Gather every line of the material below that contains the string "tile", matching case exactly.

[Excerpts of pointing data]

+ + + + +

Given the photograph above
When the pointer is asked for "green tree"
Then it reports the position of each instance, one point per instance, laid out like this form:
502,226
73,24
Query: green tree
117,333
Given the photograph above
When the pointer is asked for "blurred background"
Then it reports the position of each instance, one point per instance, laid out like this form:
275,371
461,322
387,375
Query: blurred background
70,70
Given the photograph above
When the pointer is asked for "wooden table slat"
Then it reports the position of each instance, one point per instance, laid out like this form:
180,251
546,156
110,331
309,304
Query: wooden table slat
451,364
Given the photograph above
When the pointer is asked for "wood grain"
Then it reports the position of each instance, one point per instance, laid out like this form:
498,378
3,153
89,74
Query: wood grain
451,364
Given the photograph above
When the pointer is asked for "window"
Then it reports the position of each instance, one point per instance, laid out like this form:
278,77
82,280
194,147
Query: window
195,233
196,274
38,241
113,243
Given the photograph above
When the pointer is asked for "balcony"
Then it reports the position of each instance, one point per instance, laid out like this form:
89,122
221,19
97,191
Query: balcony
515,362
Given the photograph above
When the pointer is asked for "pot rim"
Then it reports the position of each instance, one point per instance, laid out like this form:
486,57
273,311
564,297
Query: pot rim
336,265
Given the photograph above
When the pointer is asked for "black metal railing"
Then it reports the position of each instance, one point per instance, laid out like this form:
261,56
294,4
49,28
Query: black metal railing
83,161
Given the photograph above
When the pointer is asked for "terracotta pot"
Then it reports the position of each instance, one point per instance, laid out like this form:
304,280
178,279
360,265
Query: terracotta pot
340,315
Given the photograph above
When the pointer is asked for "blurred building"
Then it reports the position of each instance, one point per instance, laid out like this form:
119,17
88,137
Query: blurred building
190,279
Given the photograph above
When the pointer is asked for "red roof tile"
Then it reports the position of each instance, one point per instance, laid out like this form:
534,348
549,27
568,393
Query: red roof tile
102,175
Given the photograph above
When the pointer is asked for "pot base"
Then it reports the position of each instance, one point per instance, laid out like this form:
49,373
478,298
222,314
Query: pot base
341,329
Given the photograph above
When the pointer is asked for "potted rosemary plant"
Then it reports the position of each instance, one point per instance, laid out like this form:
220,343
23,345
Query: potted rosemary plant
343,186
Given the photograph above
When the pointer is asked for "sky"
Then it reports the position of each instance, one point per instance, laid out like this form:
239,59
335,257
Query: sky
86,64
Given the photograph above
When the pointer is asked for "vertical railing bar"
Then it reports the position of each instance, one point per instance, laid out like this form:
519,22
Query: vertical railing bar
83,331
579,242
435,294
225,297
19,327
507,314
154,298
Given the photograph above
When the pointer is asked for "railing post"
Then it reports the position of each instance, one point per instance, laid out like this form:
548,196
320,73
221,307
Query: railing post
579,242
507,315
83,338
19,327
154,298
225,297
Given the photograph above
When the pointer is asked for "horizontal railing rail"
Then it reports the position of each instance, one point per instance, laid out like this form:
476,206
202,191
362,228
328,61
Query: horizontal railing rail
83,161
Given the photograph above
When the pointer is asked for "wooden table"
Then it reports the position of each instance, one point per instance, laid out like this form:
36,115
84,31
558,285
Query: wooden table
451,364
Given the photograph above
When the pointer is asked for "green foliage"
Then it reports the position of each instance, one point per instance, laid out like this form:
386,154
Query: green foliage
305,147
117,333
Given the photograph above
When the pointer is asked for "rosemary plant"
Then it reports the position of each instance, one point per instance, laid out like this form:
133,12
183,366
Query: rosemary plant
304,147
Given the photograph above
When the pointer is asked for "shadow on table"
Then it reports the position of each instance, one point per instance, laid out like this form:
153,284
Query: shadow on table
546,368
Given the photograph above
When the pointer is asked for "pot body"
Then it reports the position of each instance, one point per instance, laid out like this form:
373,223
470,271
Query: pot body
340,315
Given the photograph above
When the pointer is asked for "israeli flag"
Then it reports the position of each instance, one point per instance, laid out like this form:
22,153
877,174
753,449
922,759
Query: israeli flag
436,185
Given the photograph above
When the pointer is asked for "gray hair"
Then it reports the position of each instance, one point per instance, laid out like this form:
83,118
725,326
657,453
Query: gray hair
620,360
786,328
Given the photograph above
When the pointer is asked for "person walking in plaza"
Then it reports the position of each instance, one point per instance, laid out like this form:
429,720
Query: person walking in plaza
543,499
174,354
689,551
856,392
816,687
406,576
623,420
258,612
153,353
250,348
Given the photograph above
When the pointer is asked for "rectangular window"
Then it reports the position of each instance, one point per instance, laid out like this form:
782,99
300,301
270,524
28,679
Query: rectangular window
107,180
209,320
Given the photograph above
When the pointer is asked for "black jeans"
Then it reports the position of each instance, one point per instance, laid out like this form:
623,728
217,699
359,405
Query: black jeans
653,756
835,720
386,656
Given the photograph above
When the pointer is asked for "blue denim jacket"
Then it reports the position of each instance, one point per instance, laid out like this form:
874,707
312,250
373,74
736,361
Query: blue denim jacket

+ + + + +

> _Problem solution_
When the pointer is asked for "red roof tile"
Query: red roof tile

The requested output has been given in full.